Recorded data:
## Start
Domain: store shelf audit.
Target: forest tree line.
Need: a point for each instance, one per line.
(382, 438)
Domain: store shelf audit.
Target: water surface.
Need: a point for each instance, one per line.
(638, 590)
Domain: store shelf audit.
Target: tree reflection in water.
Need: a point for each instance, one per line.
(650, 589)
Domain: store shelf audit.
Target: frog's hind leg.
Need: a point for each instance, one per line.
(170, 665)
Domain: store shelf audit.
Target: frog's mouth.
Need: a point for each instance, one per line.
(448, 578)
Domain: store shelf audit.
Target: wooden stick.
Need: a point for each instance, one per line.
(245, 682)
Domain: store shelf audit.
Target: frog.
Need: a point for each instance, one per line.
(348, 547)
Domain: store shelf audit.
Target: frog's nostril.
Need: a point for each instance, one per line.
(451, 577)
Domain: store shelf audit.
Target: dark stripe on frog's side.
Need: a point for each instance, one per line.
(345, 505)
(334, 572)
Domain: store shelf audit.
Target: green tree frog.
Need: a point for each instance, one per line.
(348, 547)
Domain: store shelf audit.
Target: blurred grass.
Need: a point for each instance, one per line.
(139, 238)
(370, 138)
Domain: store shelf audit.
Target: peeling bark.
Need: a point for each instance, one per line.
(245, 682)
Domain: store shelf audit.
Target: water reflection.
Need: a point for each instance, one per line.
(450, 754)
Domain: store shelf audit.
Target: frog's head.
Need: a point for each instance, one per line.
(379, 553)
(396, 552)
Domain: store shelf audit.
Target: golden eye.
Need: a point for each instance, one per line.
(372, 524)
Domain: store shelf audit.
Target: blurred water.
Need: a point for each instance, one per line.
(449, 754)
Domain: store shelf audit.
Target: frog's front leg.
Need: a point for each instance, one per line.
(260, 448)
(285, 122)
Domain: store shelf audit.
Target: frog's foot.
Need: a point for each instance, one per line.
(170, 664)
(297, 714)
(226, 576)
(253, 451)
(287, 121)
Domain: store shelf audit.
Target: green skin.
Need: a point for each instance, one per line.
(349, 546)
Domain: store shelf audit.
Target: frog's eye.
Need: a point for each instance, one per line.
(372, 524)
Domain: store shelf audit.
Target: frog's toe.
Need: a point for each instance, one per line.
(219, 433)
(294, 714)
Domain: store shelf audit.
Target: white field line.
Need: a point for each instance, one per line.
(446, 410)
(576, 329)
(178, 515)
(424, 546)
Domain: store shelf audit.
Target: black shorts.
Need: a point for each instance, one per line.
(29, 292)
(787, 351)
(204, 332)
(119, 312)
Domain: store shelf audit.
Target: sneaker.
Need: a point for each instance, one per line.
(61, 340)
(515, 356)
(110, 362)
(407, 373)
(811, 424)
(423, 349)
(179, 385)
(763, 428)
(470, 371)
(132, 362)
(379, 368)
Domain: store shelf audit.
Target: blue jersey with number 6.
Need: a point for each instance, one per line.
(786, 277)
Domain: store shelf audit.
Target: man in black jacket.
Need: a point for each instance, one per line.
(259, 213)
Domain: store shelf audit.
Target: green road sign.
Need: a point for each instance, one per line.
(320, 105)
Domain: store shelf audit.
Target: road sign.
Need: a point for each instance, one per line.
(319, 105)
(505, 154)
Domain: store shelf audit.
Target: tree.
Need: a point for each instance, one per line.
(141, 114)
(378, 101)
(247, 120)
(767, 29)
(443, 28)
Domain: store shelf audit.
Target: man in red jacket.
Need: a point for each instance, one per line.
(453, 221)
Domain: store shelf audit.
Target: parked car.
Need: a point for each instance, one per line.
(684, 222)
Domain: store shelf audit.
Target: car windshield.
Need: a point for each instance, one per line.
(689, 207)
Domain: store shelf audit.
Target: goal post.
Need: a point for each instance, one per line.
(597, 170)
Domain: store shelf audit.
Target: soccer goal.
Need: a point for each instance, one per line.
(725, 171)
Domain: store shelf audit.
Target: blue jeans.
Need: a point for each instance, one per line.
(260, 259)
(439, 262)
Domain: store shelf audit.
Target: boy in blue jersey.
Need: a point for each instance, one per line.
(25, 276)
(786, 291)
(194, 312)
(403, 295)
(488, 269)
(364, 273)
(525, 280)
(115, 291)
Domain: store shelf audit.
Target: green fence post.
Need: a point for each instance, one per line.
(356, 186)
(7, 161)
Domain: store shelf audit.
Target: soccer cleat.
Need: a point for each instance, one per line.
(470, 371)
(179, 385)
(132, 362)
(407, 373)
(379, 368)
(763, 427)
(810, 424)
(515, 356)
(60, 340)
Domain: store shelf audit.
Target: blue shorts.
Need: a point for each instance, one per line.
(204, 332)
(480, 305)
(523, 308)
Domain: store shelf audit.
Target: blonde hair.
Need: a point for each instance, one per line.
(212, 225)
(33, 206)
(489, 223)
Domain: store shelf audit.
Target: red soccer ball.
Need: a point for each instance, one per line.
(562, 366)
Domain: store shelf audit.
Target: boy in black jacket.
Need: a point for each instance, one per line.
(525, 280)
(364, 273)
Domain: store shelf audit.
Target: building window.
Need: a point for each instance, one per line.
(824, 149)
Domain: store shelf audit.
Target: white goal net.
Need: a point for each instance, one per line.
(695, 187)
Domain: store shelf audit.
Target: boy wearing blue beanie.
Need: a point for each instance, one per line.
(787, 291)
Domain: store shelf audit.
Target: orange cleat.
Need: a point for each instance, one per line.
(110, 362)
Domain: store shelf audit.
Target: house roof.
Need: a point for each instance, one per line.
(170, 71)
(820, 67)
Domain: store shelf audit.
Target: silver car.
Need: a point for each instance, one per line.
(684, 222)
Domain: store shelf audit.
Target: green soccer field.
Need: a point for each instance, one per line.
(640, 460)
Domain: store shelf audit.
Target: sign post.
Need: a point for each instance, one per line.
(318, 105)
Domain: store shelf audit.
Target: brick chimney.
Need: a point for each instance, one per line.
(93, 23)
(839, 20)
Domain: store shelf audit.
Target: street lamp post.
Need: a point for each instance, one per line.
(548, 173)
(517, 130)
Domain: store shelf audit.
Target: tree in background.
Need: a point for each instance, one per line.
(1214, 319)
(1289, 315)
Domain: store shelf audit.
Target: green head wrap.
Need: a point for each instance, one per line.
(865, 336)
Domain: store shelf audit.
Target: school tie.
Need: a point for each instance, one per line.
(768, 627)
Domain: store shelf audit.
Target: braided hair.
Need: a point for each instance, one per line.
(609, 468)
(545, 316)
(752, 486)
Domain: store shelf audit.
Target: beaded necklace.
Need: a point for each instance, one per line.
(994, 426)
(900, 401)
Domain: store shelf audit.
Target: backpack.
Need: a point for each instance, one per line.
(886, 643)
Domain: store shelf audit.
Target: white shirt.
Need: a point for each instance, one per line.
## End
Gather every line of the entries above that contains the word "soccer", and copy each one out in full.

Target: soccer goal.
Target: soccer cleat.
Target: red soccer ball.
Target: green soccer field.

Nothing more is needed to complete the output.